Approach 3: Custom Decoder with object_hook

To convert JSON back into custom Python objects, use object_hook:

import json
from datetime import datetime
 
def decode_dates(obj):
    for key, value in obj.items():
        if isinstance(value, str):
            try:
                obj[key] = datetime.fromisoformat(value)
            except ValueError:
                pass
    return obj
 
json_string = '{"name": "Event", "start": "2026-02-11T14:30:00"}'
data = json.loads(json_string, object_hook=decode_dates)
 
print(type(data["start"]))  # <class 'datetime.datetime'>
print(data["start"].year)    # 2026

Parsing JSON from APIs

One of the most common uses of JSON in Python is handling API responses. The requests library makes this straightforward:

import requests
 
response = requests.get("https://api.github.com/repos/python/cpython")
 
# Method 1: Use response.json() (handles decoding automatically)
data = response.json()

Required tasks:
1. Answer these about the text on JSON in Python:
(a) Which argument to json.loads is used to turn JSON back into custom Python objects?
(b) Which method does decode_dates call to convert a string value into a datetime?
(c) Which library makes handling API responses straightforward?
2. Carry on the text on JSON in Python from its final line.
The rows are separate material, unconnected to the text on JSON in Python.

Material shown:
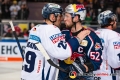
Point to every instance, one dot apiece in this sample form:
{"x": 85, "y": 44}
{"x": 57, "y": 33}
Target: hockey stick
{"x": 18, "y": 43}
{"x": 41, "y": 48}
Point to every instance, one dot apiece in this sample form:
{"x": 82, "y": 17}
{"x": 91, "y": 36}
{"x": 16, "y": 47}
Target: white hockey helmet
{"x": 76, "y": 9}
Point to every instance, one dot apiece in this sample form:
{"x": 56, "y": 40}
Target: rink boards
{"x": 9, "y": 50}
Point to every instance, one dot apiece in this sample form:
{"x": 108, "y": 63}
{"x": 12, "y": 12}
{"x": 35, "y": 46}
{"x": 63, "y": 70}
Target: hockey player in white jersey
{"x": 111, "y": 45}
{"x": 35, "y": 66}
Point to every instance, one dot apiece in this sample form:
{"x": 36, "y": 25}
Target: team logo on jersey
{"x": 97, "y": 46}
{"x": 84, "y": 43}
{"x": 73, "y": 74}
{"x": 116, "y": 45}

--

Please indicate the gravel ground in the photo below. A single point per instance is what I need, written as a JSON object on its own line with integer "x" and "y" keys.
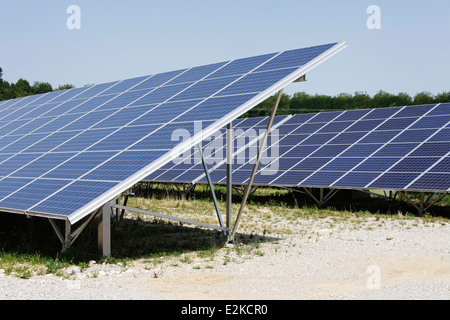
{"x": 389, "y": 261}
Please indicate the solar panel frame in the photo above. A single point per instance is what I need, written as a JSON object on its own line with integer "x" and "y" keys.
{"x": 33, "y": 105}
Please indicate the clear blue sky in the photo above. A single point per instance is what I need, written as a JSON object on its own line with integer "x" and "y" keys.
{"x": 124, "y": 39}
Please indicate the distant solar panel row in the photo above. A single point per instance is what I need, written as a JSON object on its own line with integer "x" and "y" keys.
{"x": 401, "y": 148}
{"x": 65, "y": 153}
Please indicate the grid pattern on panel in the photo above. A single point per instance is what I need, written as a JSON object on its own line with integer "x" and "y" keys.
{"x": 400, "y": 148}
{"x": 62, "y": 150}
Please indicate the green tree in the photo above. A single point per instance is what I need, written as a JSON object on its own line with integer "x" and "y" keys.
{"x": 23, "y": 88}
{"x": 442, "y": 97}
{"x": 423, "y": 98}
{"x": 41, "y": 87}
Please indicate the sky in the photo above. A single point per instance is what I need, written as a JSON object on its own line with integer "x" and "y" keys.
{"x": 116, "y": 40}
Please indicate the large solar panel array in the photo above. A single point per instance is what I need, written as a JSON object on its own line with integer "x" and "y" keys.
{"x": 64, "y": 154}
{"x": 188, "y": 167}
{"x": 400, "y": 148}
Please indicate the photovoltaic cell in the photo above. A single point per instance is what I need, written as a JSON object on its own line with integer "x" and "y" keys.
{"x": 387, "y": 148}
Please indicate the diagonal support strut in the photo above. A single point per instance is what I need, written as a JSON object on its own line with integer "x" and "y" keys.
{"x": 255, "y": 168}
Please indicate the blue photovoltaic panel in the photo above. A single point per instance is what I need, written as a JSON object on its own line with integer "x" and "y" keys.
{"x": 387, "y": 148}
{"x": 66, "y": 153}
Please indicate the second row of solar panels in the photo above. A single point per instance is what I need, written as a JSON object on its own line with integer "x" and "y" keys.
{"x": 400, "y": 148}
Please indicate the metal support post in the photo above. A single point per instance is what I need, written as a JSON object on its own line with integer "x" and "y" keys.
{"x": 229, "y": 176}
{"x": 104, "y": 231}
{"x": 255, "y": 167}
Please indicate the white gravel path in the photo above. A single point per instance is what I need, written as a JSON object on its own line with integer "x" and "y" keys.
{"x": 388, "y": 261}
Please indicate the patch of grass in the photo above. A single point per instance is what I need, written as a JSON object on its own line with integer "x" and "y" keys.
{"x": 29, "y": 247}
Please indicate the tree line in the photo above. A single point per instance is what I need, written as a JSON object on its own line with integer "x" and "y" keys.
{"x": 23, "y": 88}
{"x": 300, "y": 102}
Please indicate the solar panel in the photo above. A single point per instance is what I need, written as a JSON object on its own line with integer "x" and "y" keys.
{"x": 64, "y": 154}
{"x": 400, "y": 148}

==

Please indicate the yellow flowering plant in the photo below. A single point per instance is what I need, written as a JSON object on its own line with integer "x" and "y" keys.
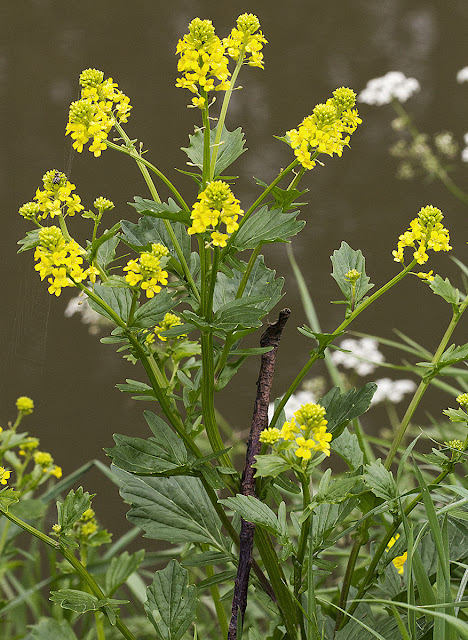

Solved problems:
1.
(a) object_hook
(b) datetime.fromisoformat
(c) requests

2.
print(data["full_name"])       # python/cpython
print(data["stargazers_count"])
 
# Method 2: Parse manually
data = json.loads(response.text)

Building JSON Request Bodies

import requests
import json
 
payload = {
    "query": "SELECT * FROM users",
    "limit": 100,
    "filters": {"status": "active"}
}
 
# requests automatically serializes dict to JSON with json= parameter
response = requests.post(
    "https://api.example.com/data",
    json=payload,  # Automatically sets Content-Type: application/json
    headers={"Authorization": "Bearer token123"}
)
 
result = response.json()

Handling Paginated API Responses

import requests
 
def fetch_all_items(base_url):
    items = []
    page = 1
 
    while True:
        response = requests.get(f"{base_url}?page={page}&per_page=100")
        data = response.json()
 
        if not data["results"]:
            break
 
        items.extend(data["results"])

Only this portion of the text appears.